## WHAT TO PRODUCE
Copy out the forum thread on trailer sway control below, word for word, in full.

## SOURCE EXTRACT
If the sway control is set up properly, there is no reason to be engaging and disengaging it. The only system I know of which you can turn it off on is a friction sway control. I drive with our friction control on all the time. The only time I remove it is when I enter a campground and will be backing it into a campsite. Having towed over 6000 miles with it, we've never been in a situation where we've needed to/wanted to remove it.

With the equal-i-zer and dual cam systems, the sway control is part of the weight distribution system and cannot be disengaged unless you disconnect the weight distrubution. These setups are designed to be in use all of the time, even when backing up.

One note on sway, if you do get in a situation where you start to sway, the best thing you can do is to take your foot off of the gas and apply the trailer brakes ONLY with the brake controller. Easier said than done when in a panic situation, but it does work. I had it happen to us with our last trailer. Applying the trailer brakes will help slow the trailer down and bring it back into a straight line and under control.

Mike


----------



## DANJOGAVINMO

Here is my 2cents:

1) Essentially yes, I was first set up with a friction bar and was still experiencing noticeable sway when towing on hwy. Some might say I was not set up right, but I am convinced I had everything dialed in right. After a 2000 mile trip to Disneyland and back, I was so white knuckled it was crazy. Bought the dual cam when I got back and the stability after that was much improved.

2) I have heard a lot of things, but this is the first time I have heard it suggested that sway control needs turned off when you get off freeway







Most sway control devices do not have "on" and "offs" (dual cam, equalizer, hensley, etc). The only one I know of that turns off ever is the aforementioned friction bar. I have only heard to loosen it during backing up as that is most likely to produce the "tightest" angles between tow vehicle and trailer, might possibly bind the friction bar and bend it or break hardware. With dual cams and the others you just back up with no worries. No differences between hwy vs in-town.

## DATA RECORDS

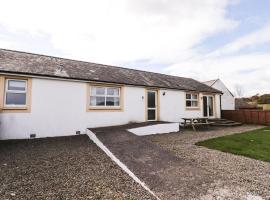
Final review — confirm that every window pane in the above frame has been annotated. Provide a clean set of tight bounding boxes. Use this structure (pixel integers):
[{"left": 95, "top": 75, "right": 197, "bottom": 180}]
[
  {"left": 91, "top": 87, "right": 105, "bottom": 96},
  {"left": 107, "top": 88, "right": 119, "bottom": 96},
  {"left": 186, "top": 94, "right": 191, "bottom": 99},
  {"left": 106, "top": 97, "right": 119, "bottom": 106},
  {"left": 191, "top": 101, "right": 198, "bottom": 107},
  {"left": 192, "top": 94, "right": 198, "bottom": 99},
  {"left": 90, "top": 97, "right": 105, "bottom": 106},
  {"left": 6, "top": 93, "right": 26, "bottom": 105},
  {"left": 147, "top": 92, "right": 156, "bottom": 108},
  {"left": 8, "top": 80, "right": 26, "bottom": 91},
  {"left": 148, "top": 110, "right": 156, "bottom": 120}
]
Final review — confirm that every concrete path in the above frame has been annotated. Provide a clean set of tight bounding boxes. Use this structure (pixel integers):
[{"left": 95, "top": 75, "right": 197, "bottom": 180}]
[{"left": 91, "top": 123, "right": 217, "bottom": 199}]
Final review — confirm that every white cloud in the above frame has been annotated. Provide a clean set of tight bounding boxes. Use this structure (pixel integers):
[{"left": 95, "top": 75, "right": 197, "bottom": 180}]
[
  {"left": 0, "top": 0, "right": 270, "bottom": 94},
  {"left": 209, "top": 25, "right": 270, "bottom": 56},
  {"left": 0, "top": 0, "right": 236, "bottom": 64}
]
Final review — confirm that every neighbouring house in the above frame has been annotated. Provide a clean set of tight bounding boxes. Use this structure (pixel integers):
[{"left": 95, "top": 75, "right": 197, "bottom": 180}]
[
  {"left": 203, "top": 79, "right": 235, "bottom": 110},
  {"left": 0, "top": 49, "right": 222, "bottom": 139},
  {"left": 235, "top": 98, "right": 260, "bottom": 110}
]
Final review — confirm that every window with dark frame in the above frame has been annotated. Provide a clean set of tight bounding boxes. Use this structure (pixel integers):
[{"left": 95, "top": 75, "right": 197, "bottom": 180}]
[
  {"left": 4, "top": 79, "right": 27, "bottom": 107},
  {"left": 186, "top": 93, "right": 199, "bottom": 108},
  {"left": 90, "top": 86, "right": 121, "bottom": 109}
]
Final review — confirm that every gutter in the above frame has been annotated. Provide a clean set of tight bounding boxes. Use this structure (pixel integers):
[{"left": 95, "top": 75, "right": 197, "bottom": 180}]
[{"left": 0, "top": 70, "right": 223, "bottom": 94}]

## ANSWER TO THE EXERCISE
If the sway control is set up properly, there is no reason to be engaging and disengaging it. The only system I know of which you can turn it off on is a friction sway control. I drive with our friction control on all the time. The only time I remove it is when I enter a campground and will be backing it into a campsite. Having towed over 6000 miles with it, we've never been in a situation where we've needed to/wanted to remove it.

With the equal-i-zer and dual cam systems, the sway control is part of the weight distribution system and cannot be disengaged unless you disconnect the weight distrubution. These setups are designed to be in use all of the time, even when backing up.

One note on sway, if you do get in a situation where you start to sway, the best thing you can do is to take your foot off of the gas and apply the trailer brakes ONLY with the brake controller. Easier said than done when in a panic situation, but it does work. I had it happen to us with our last trailer. Applying the trailer brakes will help slow the trailer down and bring it back into a straight line and under control.

Mike


----------



## DANJOGAVINMO

Here is my 2cents:

1) Essentially yes, I was first set up with a friction bar and was still experiencing noticeable sway when towing on hwy. Some might say I was not set up right, but I am convinced I had everything dialed in right. After a 2000 mile trip to Disneyland and back, I was so white knuckled it was crazy. Bought the dual cam when I got back and the stability after that was much improved.

2) I have heard a lot of things, but this is the first time I have heard it suggested that sway control needs turned off when you get off freeway







Most sway control devices do not have "on" and "offs" (dual cam, equalizer, hensley, etc). The only one I know of that turns off ever is the aforementioned friction bar. I have only heard to loosen it during backing up as that is most likely to produce the "tightest" angles between tow vehicle and trailer, might possibly bind the friction bar and bend it or break hardware. With dual cams and the others you just back up with no worries. No differences between hwy vs in-town.